Source text:
Eczema is probably the commonest cause of dry, sensitive skin. In the acute stages, the skin may look red, oozy and swollen; on the end, the chronic stage may look thickened, dry and cracked. Itch is a universal symptom.
Atopic eczema is the commonest type of eczema. It affects up to 20% of children in Singapore, and adult-onset is also possible. The word “atopic” depicts the presence of certain allergic tendencies. People with atopic eczema have a higher chance of developing allergic conditions like asthma and allergic rhinitis. There is no single cause of atopic eczema – it is believed to arise from genetic factors, a deficiency in the skin barrier function, and a “hyperactive” immune system. Apart from these, many other factors may cause a flare of eczema, such as climatic changes, pollution, exposure to house dust mite, stress. Any part of the skin may be affected, though the common sites are the skin next to the creases such as back of the knees and inner folds of elbows. In babies, the face is commonly affected.
Asteatotic eczema is another common eczema but it typically occurs in older people. The skin is extremely dry, feels rough and scaly, and looks like cracked tiles on the floor.
An itchy scaly red network on the legs of an elderly man
Discoid eczema typically occurs on the limbs of young adults. It appears as coin-shaped red itchy and scaly islands which tend to blister and discharge.
Oval red scaly island of discoid eczema on the leg.

Provided information:
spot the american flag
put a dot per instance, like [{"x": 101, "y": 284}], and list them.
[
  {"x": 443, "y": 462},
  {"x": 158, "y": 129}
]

Tasks for this exercise:
**1.** In the eczema text, what proportion of children in Singapore does atopic eczema affect?
**2.** Continue the eczema text from where it stops.

Results of the exercise:
**1.** Up to 20% of children in Singapore.

**2.**
Seborrhoeic eczema appears as a scaly yellowish rash that has a preference for the scalp (especially the hairlines), the face, armpits and groins, upper chest and back. In infants, it usually clears within two months. In adults, it can look exactly like dandruff when the inflammation is not apparent.
Venous eczema occurs around ankles and legs. This happens in some older people who developed varicose veins which pool blood (due to gravity).
All the above can also be considered under an umbrella term “endogenous eczema”, which means the underlying cause of the eczema is not related to direct contact with an inciting agent. Contact dermatitis has two types: irritant and allergic. Irritant contact dermatitis is due to exposure to an irritating substance such as detergent, soap, bleach – anyone is vulnerable to developing this type of reaction if given sufficient exposure time and frequency. Allergic contact dermatitis is due to an immune mechanism which has arisen to target an allergic substance that has come into contact with the skin, such as nickel, fragrance, rubber.
A scaly rash appeared where it had been in contact with the nickel-containing buckle of jeans.